| Données fournies |
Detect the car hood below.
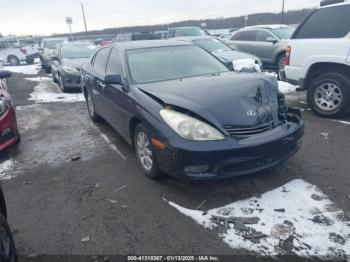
[138,72,278,128]
[63,58,89,69]
[212,50,259,62]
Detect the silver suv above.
[226,25,295,79]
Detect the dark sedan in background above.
[176,36,262,72]
[51,42,97,92]
[82,40,304,179]
[0,69,20,151]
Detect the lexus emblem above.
[247,109,257,116]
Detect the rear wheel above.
[134,124,161,179]
[307,73,350,117]
[0,215,18,262]
[7,56,20,66]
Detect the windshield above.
[175,27,207,37]
[61,44,97,59]
[44,40,63,49]
[271,27,295,40]
[127,46,229,83]
[193,39,231,52]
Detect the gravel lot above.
[0,65,350,261]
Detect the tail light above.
[19,47,27,55]
[284,46,292,65]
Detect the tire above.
[84,89,101,122]
[0,214,18,262]
[134,124,161,180]
[7,56,20,66]
[26,58,34,65]
[45,65,51,74]
[276,53,287,82]
[307,73,350,117]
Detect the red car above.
[0,69,20,151]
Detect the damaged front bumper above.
[154,109,304,180]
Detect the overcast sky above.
[0,0,320,35]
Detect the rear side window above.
[292,5,350,39]
[106,48,124,76]
[93,48,111,75]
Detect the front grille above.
[225,121,273,137]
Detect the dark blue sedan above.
[82,40,304,179]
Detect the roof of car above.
[244,24,288,29]
[112,40,191,50]
[176,35,217,42]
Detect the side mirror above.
[266,36,278,44]
[0,70,12,79]
[104,75,123,85]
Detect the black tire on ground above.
[7,56,20,66]
[307,73,350,117]
[134,124,162,180]
[276,53,287,82]
[0,214,18,262]
[84,89,101,122]
[45,65,51,74]
[26,58,34,65]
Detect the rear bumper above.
[62,73,81,89]
[0,108,19,151]
[156,109,304,180]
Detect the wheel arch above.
[304,62,350,88]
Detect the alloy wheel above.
[314,82,343,111]
[136,131,153,172]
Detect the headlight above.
[160,109,225,141]
[0,96,8,116]
[63,66,79,74]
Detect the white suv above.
[285,0,350,117]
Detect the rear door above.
[105,48,132,140]
[88,47,111,114]
[232,30,257,55]
[254,29,278,63]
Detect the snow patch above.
[168,179,350,258]
[334,120,350,125]
[0,159,16,180]
[278,81,297,94]
[26,77,85,103]
[4,64,41,75]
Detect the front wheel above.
[0,215,18,262]
[307,73,350,117]
[134,124,161,179]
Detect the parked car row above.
[0,38,39,66]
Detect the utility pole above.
[81,2,88,39]
[282,0,284,24]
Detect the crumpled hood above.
[138,72,278,128]
[212,50,259,62]
[63,58,89,70]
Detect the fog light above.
[185,166,209,174]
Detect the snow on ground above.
[168,179,350,258]
[334,120,350,125]
[0,159,15,180]
[4,64,41,75]
[25,77,84,103]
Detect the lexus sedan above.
[176,36,262,72]
[0,69,20,151]
[82,40,304,180]
[51,42,97,92]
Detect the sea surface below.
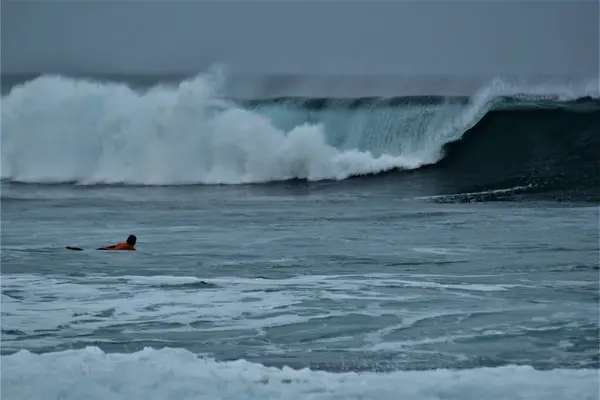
[0,72,600,400]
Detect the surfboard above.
[65,246,83,251]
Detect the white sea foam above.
[1,347,598,400]
[1,69,596,185]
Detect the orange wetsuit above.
[97,243,135,250]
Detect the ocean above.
[0,71,600,400]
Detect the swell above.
[1,74,600,199]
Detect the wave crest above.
[1,71,592,185]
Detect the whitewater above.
[0,72,600,400]
[1,71,597,185]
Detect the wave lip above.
[1,347,598,400]
[1,72,598,185]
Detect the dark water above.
[1,72,600,399]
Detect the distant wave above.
[1,73,600,198]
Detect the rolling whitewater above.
[0,72,600,400]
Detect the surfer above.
[65,235,137,251]
[96,235,137,250]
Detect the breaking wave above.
[1,69,600,192]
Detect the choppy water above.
[1,70,600,400]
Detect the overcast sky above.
[1,0,600,76]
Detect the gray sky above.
[1,0,600,76]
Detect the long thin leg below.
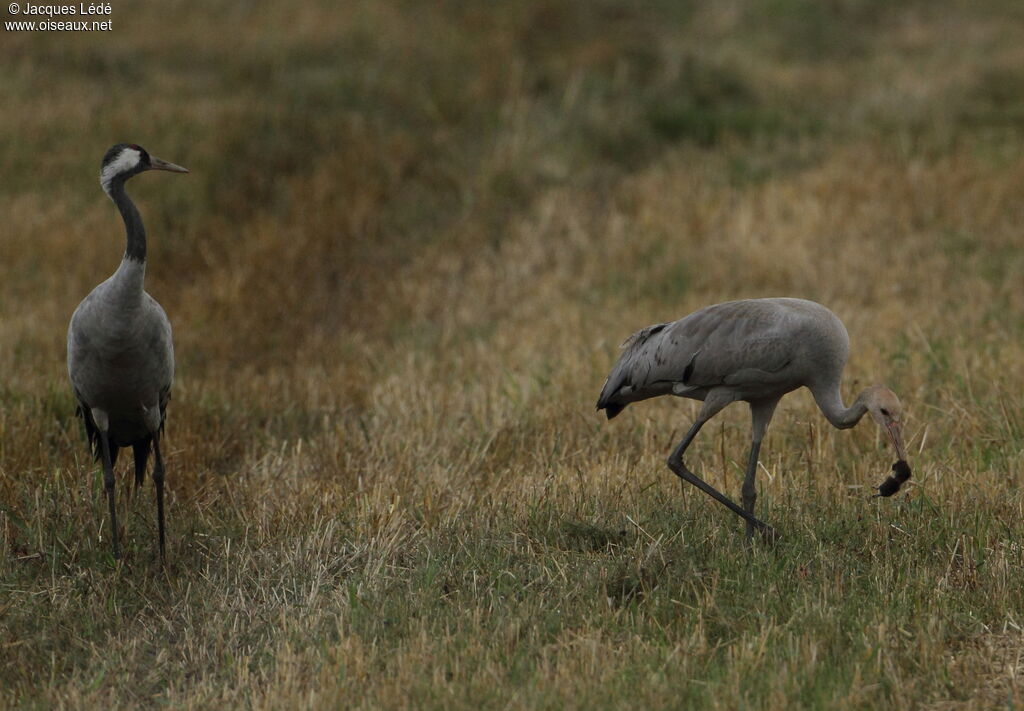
[99,429,121,558]
[743,441,761,541]
[153,432,165,562]
[742,398,779,541]
[669,413,775,537]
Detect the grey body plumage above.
[597,298,905,538]
[68,143,187,557]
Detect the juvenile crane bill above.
[871,459,910,499]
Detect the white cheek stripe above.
[99,149,142,191]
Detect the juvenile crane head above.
[99,143,188,195]
[860,385,906,460]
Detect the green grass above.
[0,0,1024,709]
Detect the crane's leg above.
[99,428,121,558]
[153,432,165,562]
[668,399,775,539]
[742,398,779,541]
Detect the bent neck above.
[811,382,867,429]
[103,177,145,262]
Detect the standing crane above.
[68,143,188,560]
[597,298,910,540]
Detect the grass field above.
[0,0,1024,710]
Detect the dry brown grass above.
[6,0,1024,709]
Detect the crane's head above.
[99,143,188,193]
[861,385,906,459]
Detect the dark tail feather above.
[75,403,119,467]
[132,440,153,488]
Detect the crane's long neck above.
[103,177,145,298]
[811,380,867,429]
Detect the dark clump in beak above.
[874,459,910,498]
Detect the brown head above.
[859,385,906,459]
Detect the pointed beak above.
[886,420,906,460]
[150,156,188,173]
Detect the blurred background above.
[0,0,1024,708]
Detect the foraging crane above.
[597,298,910,540]
[68,143,188,559]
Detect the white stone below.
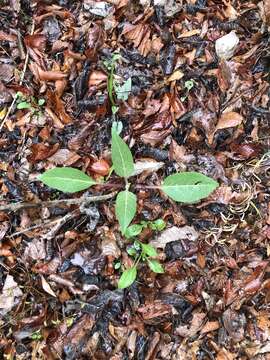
[215,31,239,60]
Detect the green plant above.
[103,53,132,115]
[181,79,195,101]
[118,240,164,289]
[16,91,45,114]
[39,126,218,288]
[31,329,43,341]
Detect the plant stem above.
[0,191,117,211]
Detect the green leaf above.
[17,101,31,110]
[127,246,137,256]
[112,105,119,115]
[185,79,195,91]
[114,78,131,100]
[38,167,96,193]
[38,99,45,106]
[114,261,121,270]
[150,219,166,231]
[141,243,157,257]
[147,259,164,274]
[112,121,123,135]
[118,266,137,289]
[112,129,134,178]
[125,224,143,239]
[161,172,218,203]
[115,190,137,234]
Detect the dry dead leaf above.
[215,111,244,131]
[0,275,23,316]
[150,226,199,249]
[175,313,206,338]
[41,275,57,297]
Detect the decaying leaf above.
[150,226,199,249]
[216,111,244,131]
[0,275,23,316]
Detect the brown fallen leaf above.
[222,309,247,343]
[0,30,17,42]
[29,62,67,81]
[201,321,220,335]
[24,34,47,52]
[48,149,81,166]
[230,143,262,160]
[41,275,57,297]
[150,226,199,249]
[0,275,23,316]
[90,159,110,176]
[28,143,59,163]
[263,0,270,25]
[215,111,244,131]
[137,300,172,320]
[88,70,107,86]
[175,313,206,338]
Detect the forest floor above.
[0,0,270,360]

| À faire |
Reproduisez les lignes ci-dessus, de celle qui contient « Detect the rear bumper above. » jusqu'à celle qui contient « [1,69,596,185] », ces deux lignes comprises. Omettez les images dans votre réponse.

| Corrigé de l'exercice |
Detect the rear bumper above.
[62,73,81,89]
[0,108,19,151]
[156,109,304,180]
Detect the wheel arch above.
[304,62,350,88]
Detect the alloy wheel above.
[314,82,343,111]
[136,131,153,172]
Detect the headlight above.
[160,109,225,141]
[0,96,8,116]
[63,66,79,74]
Detect the white suv above.
[285,0,350,117]
Detect the rear door above.
[105,48,132,140]
[88,47,111,114]
[232,30,257,55]
[254,29,278,63]
Detect the snow patch above.
[168,179,350,258]
[334,120,350,125]
[0,159,16,180]
[278,81,297,94]
[26,77,85,103]
[4,64,41,75]
Detect the front wheel above.
[0,215,18,262]
[307,73,350,117]
[134,124,161,179]
Detect the parked car row above.
[0,38,39,66]
Detect the utility pole above.
[81,2,88,39]
[282,0,284,24]
Detect the crumpled hood above.
[138,72,278,128]
[212,50,259,62]
[63,58,89,70]
Detect the fog light above.
[185,166,209,174]
Detect the snow on ground above.
[168,179,350,258]
[334,120,350,125]
[0,159,15,180]
[4,64,41,75]
[25,77,84,103]
Detect the lexus sedan above.
[176,36,262,72]
[0,69,20,151]
[82,40,304,180]
[51,42,97,92]
Detect the sea surface below.
[0,72,600,400]
Detect the surfboard above.
[65,246,83,251]
Detect the white sea foam above.
[1,347,598,400]
[1,69,596,185]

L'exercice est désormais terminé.